→ WHAT IS ASKED
Please state how many lines in the records below contain the word "tote", giving only the number.

-- START OF INPUT FOR THIS TASK --

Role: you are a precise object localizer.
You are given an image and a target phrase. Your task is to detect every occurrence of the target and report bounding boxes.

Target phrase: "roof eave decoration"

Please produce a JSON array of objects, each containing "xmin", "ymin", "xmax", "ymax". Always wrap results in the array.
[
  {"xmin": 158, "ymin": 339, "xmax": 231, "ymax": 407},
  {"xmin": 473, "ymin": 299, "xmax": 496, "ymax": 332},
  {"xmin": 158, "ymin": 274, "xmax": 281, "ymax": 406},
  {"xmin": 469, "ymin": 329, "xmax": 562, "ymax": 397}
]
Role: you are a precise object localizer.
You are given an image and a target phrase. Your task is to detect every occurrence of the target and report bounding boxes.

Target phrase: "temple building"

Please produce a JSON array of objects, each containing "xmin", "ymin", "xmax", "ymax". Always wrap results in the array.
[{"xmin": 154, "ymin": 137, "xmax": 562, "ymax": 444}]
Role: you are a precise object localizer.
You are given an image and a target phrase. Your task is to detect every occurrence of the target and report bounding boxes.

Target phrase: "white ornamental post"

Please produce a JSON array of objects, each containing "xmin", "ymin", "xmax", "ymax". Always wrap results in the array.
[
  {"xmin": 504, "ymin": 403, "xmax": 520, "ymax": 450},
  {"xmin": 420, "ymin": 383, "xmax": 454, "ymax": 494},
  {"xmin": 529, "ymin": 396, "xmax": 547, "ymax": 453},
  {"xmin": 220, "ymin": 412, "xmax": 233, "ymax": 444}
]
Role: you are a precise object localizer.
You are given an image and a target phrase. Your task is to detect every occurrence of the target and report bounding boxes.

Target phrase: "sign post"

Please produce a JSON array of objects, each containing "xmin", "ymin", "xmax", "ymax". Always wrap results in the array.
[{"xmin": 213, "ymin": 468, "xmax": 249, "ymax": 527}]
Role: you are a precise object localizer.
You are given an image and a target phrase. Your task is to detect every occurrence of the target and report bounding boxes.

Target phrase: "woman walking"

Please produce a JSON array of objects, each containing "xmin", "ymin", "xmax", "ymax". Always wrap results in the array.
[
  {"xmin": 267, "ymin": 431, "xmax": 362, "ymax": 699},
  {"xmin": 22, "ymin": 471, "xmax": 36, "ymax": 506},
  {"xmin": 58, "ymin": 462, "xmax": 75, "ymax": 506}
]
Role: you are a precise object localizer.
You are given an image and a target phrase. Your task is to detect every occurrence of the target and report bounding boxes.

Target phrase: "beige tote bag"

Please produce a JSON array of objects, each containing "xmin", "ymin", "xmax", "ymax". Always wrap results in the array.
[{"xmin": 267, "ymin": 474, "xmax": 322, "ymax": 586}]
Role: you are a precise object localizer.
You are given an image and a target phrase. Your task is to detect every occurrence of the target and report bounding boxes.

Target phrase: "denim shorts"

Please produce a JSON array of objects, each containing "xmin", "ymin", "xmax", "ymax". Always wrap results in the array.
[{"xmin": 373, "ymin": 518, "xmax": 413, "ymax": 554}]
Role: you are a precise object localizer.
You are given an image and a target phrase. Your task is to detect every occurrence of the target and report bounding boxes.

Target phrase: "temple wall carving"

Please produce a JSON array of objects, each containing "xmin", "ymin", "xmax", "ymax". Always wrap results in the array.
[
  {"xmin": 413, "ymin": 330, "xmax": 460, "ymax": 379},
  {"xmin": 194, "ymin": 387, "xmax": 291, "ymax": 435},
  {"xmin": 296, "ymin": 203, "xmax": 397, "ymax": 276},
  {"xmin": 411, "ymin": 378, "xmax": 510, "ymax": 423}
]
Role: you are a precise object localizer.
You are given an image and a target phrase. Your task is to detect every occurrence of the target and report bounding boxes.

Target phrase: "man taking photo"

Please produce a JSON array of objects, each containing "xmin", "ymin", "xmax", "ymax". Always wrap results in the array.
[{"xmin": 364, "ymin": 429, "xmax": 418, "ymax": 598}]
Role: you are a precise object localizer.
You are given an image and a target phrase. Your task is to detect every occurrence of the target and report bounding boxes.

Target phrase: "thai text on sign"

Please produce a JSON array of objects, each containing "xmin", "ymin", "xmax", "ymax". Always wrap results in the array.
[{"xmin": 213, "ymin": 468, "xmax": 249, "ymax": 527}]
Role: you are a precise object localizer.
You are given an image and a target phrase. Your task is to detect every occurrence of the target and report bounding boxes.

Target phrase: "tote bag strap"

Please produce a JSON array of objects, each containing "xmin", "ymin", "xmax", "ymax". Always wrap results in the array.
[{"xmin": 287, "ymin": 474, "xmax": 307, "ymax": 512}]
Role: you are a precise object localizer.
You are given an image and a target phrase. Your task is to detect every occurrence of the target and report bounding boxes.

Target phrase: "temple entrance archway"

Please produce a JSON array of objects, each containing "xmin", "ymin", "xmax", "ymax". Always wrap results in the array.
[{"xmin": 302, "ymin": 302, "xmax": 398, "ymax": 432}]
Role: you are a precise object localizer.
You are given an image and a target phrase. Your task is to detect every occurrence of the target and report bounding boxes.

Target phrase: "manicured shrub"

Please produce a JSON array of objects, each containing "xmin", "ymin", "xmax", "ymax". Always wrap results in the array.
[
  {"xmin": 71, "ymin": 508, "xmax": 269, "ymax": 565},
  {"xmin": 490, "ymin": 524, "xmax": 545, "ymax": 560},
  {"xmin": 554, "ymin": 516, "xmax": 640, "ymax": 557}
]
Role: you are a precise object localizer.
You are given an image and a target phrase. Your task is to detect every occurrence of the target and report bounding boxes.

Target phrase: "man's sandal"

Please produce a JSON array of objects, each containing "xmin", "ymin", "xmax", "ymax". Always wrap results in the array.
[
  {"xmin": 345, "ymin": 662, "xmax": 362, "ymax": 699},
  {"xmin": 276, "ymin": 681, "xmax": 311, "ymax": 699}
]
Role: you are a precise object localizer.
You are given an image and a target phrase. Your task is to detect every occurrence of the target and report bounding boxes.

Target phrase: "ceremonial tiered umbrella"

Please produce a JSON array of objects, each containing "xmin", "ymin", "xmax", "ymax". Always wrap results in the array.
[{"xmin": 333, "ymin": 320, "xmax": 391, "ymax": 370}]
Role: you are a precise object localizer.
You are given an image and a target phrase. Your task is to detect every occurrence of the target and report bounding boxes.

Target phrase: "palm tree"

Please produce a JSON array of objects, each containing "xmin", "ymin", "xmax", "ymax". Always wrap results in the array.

-- END OF INPUT FOR THIS TASK --

→ COMPLETED EXERCISE
2